- Work required:
Return the following data exactly, with all pictures left out.

- Supplied material:
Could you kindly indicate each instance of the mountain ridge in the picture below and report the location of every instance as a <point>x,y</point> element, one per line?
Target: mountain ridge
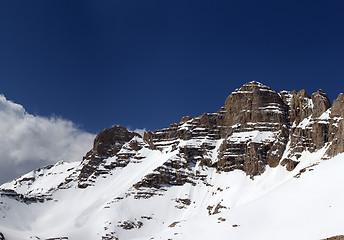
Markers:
<point>258,134</point>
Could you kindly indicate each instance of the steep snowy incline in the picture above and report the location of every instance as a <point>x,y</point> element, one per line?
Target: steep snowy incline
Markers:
<point>253,170</point>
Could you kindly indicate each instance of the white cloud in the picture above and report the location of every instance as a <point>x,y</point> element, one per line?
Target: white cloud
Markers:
<point>28,142</point>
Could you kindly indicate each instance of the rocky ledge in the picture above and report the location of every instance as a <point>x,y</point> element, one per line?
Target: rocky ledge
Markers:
<point>257,127</point>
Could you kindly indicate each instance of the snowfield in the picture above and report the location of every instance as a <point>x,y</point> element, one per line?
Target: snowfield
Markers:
<point>275,205</point>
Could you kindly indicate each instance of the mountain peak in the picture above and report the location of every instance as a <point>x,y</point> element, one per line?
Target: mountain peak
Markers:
<point>154,187</point>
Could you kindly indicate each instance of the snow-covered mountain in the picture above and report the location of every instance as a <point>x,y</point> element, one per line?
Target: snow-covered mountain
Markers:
<point>267,165</point>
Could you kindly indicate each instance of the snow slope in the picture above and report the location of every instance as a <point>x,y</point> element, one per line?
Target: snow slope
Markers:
<point>275,205</point>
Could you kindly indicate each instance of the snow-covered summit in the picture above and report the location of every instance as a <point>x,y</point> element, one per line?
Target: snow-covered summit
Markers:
<point>220,170</point>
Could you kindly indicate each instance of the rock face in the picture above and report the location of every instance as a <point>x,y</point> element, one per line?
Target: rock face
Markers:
<point>251,131</point>
<point>132,182</point>
<point>107,144</point>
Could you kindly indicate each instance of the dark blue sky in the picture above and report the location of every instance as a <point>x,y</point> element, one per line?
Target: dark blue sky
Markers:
<point>145,64</point>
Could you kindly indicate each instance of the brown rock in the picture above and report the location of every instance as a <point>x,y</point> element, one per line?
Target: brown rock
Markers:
<point>321,103</point>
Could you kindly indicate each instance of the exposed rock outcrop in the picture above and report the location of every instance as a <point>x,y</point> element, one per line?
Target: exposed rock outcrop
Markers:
<point>257,127</point>
<point>107,144</point>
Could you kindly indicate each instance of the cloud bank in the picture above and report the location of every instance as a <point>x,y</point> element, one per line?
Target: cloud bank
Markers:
<point>28,142</point>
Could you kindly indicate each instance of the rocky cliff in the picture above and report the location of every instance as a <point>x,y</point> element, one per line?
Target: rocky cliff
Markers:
<point>257,129</point>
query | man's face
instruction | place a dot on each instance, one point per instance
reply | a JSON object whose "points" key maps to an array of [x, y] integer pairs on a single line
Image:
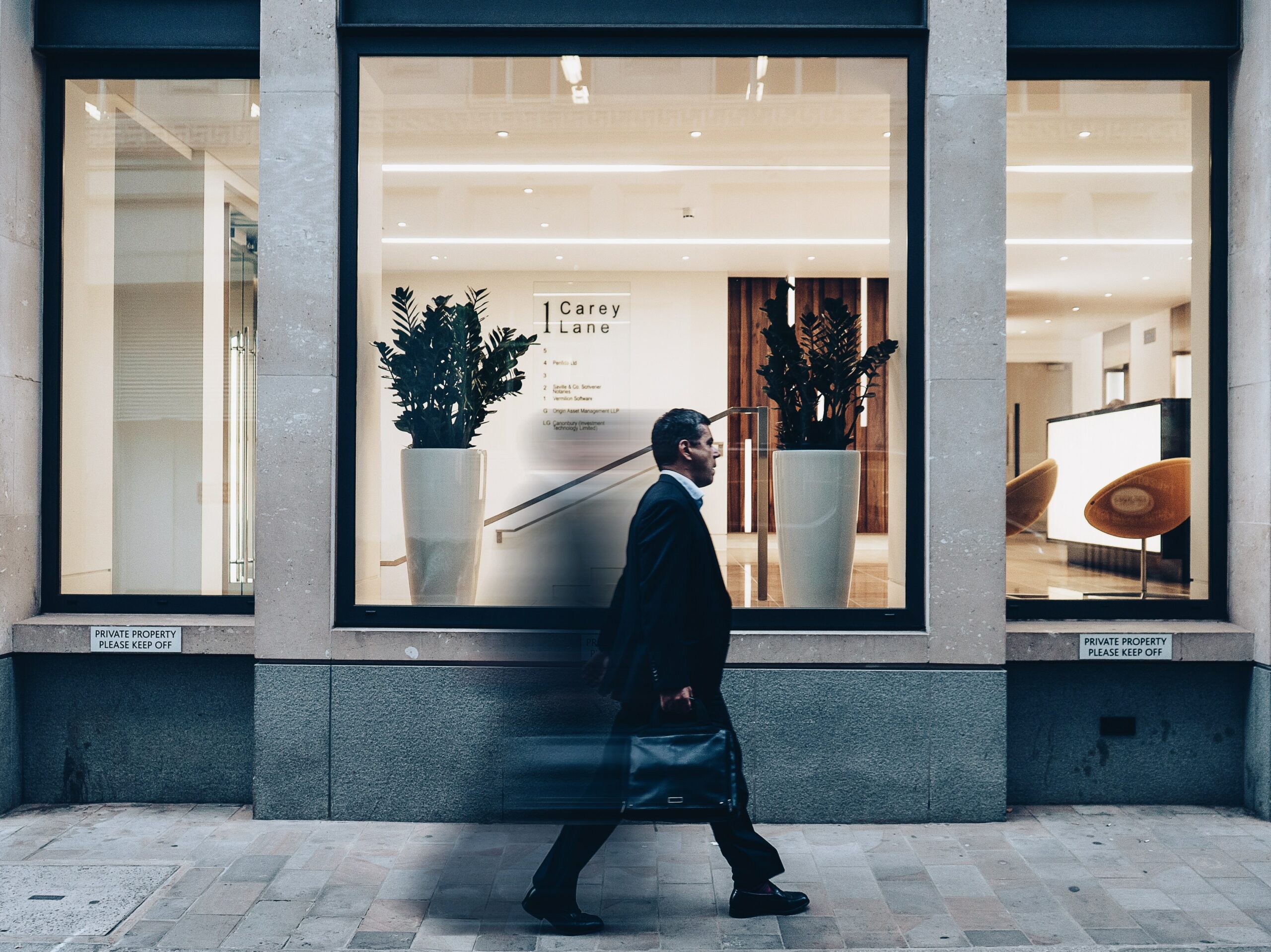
{"points": [[701, 457]]}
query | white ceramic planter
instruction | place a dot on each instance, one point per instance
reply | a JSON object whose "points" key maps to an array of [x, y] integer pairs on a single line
{"points": [[444, 511], [818, 501]]}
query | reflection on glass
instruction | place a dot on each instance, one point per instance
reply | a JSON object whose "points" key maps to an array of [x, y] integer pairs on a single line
{"points": [[634, 215], [1108, 305], [159, 275]]}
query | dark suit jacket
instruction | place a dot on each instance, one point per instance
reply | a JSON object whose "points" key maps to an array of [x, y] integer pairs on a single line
{"points": [[669, 622]]}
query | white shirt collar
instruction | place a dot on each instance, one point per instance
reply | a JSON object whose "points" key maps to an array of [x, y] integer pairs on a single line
{"points": [[689, 486]]}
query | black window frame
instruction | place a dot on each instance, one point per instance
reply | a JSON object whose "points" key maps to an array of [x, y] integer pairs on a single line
{"points": [[1199, 65], [63, 65], [909, 44]]}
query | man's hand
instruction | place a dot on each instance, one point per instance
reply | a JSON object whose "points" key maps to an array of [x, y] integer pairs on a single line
{"points": [[678, 702], [595, 669]]}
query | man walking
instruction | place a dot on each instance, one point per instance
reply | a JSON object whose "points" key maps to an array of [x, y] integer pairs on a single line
{"points": [[665, 644]]}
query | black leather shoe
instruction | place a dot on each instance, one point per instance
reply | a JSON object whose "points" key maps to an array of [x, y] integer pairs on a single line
{"points": [[744, 905], [562, 916]]}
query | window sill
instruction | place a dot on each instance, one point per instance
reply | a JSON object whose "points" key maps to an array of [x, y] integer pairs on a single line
{"points": [[1194, 641], [472, 646], [200, 635]]}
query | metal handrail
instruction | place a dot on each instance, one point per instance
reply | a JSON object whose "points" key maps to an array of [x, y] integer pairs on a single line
{"points": [[761, 486]]}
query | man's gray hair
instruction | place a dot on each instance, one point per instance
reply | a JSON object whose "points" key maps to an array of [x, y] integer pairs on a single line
{"points": [[671, 427]]}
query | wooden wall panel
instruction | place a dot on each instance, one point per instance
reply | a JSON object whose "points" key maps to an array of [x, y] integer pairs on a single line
{"points": [[747, 352]]}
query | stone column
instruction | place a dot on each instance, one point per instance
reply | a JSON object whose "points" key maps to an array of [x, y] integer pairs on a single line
{"points": [[22, 85], [296, 404], [1249, 551], [966, 312], [966, 375]]}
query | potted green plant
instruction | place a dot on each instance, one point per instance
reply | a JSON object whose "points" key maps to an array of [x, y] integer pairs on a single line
{"points": [[446, 379], [820, 378]]}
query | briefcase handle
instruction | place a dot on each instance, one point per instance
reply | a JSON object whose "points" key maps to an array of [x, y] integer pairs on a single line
{"points": [[697, 719]]}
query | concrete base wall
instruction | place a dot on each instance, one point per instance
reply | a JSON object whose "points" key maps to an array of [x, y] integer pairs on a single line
{"points": [[135, 729], [1189, 747], [10, 758], [1258, 745], [426, 743]]}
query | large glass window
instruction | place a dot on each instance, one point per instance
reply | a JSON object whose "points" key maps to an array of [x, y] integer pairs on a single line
{"points": [[158, 320], [1108, 341], [647, 221]]}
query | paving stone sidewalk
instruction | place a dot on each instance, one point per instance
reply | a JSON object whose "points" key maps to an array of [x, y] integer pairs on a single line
{"points": [[1064, 878]]}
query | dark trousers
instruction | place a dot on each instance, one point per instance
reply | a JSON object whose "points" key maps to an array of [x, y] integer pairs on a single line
{"points": [[753, 858]]}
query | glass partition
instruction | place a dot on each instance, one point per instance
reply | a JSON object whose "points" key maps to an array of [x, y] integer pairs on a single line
{"points": [[1108, 341], [632, 232], [158, 364]]}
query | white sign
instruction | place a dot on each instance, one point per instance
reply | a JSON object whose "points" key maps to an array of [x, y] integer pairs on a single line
{"points": [[135, 638], [581, 368], [1127, 647]]}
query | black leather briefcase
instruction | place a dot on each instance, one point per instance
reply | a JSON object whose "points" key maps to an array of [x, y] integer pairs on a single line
{"points": [[680, 771]]}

- Solution:
Could you kindly indicate each instance of the mountain ridge in the picture below and report the location of every instance as a <point>x,y</point> element, one per line?
Target: mountain ridge
Markers:
<point>258,134</point>
Could you kindly indicate each instance of the steep snowy incline in the picture above and report the location of every instance as a <point>x,y</point> element, one per line?
Target: steep snowy incline
Markers:
<point>253,170</point>
Could you kindly indicate each instance of the white cloud in the picture above and report the location of every instance as a <point>x,y</point> element, one per line?
Target: white cloud
Markers:
<point>28,142</point>
Could you kindly indicate each instance of the rocky ledge in the picture above and report the location of every instance as a <point>x,y</point> element, one per line?
Target: rocky ledge
Markers:
<point>257,127</point>
Could you kindly indicate each instance of the snowfield in the picture above and report the location of every instance as a <point>x,y</point> element, one per line?
Target: snowfield
Markers:
<point>275,205</point>
Could you kindly indicate each instance of the mountain peak in the picture above and report the location of every instance as a <point>x,y</point> element, one per line?
Target: mountain peak
Markers:
<point>154,187</point>
Could you kindly indicate each instance of the snow-covered mountain in the picture above and report the location of every instance as a <point>x,y</point> element, one per line?
Target: snow-covered mountain
Markers:
<point>267,165</point>
Could you kindly indicate each instance of the snow slope in the picture above and report the location of every instance as a <point>x,y</point> element, one per line?
Target: snow slope
Markers:
<point>275,205</point>
Could you kindly indicate each instance of the snow-covered summit in the picture above and report the location of every instance as a <point>x,y</point> element, one per line?
Target: snow-covered summit
Markers:
<point>220,170</point>
Could you kindly indicate each instance of the rock face in the picture above and report the location of every instance as a <point>x,y</point> element, one per line?
Target: rock face
Markers:
<point>251,131</point>
<point>132,182</point>
<point>107,144</point>
Could you kindly indicate each instance of the dark blue sky in the picture above and report the location of every instance as a <point>x,y</point> element, one per line?
Target: dark blue sky
Markers:
<point>145,64</point>
Could you kindly indicate each instance of the brown rock in the picture above and report the location of every instance as a <point>x,y</point> element, one per line?
Target: brown rock
Markers:
<point>321,103</point>
Could you kindly indicate each instance of the exposed rock outcrop in the picture above and report the location of every instance as a <point>x,y</point> element, one per line?
Target: exposed rock outcrop
Markers:
<point>257,127</point>
<point>107,144</point>
Could you kindly indicate each instance of the cloud bank in the picture above and report the location of every instance as a <point>x,y</point> element, one per line?
Target: cloud bank
Markers:
<point>28,142</point>
Could you kindly indicate each instance of the rocky cliff in the picture above and report the location of every instance as a <point>x,y</point> element, one per line?
Target: rocky cliff
Markers:
<point>257,129</point>
query | man's face
instruction | place a dot on each instance, one point per instance
reply | a JSON object whose "points" key maps to an array of [x, y] integer pairs on a single line
Image:
{"points": [[701, 457]]}
query | white ceramic planter
instruction | place a dot on each instance, one point per instance
reply | a JSON object whose "points" key maps to an array of [x, y] integer pairs on a single line
{"points": [[444, 511], [818, 501]]}
query | reflection on glass
instruction | place a dot on each instance, one point per instance
reply | a JSON object whose "points" key maps to an array of [x, y] integer pairs on a single line
{"points": [[634, 215], [1108, 305], [159, 275]]}
query | dark suit jacket
instruction | place a dot on each instance, one point per instance
reply | a JSON object whose "points" key maps to an array of [x, y] integer pairs on a single line
{"points": [[669, 622]]}
query | white shirt collar
instruction | place a dot on each instance, one point per instance
reply | a JSON object whose "points" key maps to an array of [x, y] integer pairs on a single line
{"points": [[689, 486]]}
query | black window frame
instruction | place a dot on each instance, one point per instance
reply | a JSON object whose "points" key maps to an array of [x, y] integer pairs on a single line
{"points": [[1199, 65], [63, 65], [909, 44]]}
query | man's hand
instruction | place a dot on each instance, one point per instance
reply | a JSON object whose "points" key maps to an array of [x, y] integer pairs on a single line
{"points": [[678, 702], [595, 669]]}
query | man walking
instruction | place a dot on each instance, one point per instance
reply | a JSON object whose "points" key maps to an array of [x, y] integer pairs on a single line
{"points": [[665, 644]]}
query | black leather shoe
instruction | place a dot on each instance, one point per instance
reply | a JSON object whose "points" key maps to an array of [x, y] integer pairs on a single line
{"points": [[744, 905], [562, 916]]}
query | window sill
instruction | place a dot on each instance, one point per instance
reply | a JSON object whose "points" key maps to an array of [x, y] integer pairs on a single line
{"points": [[1194, 641], [472, 646], [200, 635]]}
query | metal handrail
instruction | place a dot on each instance, one point per instance
reply | a JSON object whose "points" key maps to an array of [x, y] integer pairs on a single line
{"points": [[761, 486]]}
query | man's gray hair
instruction | place a dot on each instance, one point per instance
reply | a JSON object whose "points" key maps to an array of [x, y] integer pairs on a single line
{"points": [[671, 427]]}
query | wooden wall panel
instruction | place a dot on each instance, one point per instance
reply | a JSON object whose "points" key maps to an array of [x, y] integer pairs on a single line
{"points": [[747, 352]]}
query | stone column
instruction | place a dot on each instance, one point per instance
reply | a JSON object whose "points" key maps to an array of [x, y] integer pairs on a single line
{"points": [[22, 85], [296, 404], [1249, 551], [966, 312], [966, 375]]}
query | potted green plant
instruction | place a dot on each instance, one point per instance
reply | a JSON object whose "points" key maps to an array of [x, y] integer pairs on a single line
{"points": [[446, 379], [820, 378]]}
query | briefcase handle
instruction | place a dot on each instance, one point per instance
reply | a JSON object whose "points" key maps to an array of [x, y] integer pairs on a single line
{"points": [[697, 719]]}
query | concrete base wall
instruction | place a dot on each instance, one point per instance
reply | a JSON object whose "points" key maps to an array of [x, y] integer pairs on a single line
{"points": [[135, 729], [1189, 747], [10, 758], [1258, 745], [426, 743]]}
query | large glass window
instruction | place a dot on each instance, one point per instance
reply | a JSON object whose "points" key maps to an array of [x, y] integer pairs on a single line
{"points": [[158, 320], [1108, 341], [647, 221]]}
query | paving stone sidewalk
instruction | place a dot on each instance, one point per instance
reply | a JSON object whose "points" key maps to an array of [x, y] integer pairs on a single line
{"points": [[1064, 878]]}
query | dark trousers
instruction | place a dot on each instance, one point per instance
reply | a JSON object whose "points" key maps to an array of [x, y] integer pairs on a single line
{"points": [[753, 858]]}
query | glass partition
instruction | place a dot on each instance, one point per instance
reply | a JSON object whose "points" key maps to an array of [x, y] integer pairs on a single line
{"points": [[1108, 341], [632, 232], [158, 364]]}
query | white sign
instruction | place a dot on each instance, one point per instance
reply | a JSON object whose "points" key maps to an array of [x, y] integer pairs on a single line
{"points": [[135, 638], [581, 368], [1127, 647]]}
query | black leather briefcase
instruction | place a dot on each instance, one point per instance
reply | a JSON object whose "points" key maps to an array of [x, y] integer pairs on a single line
{"points": [[680, 771]]}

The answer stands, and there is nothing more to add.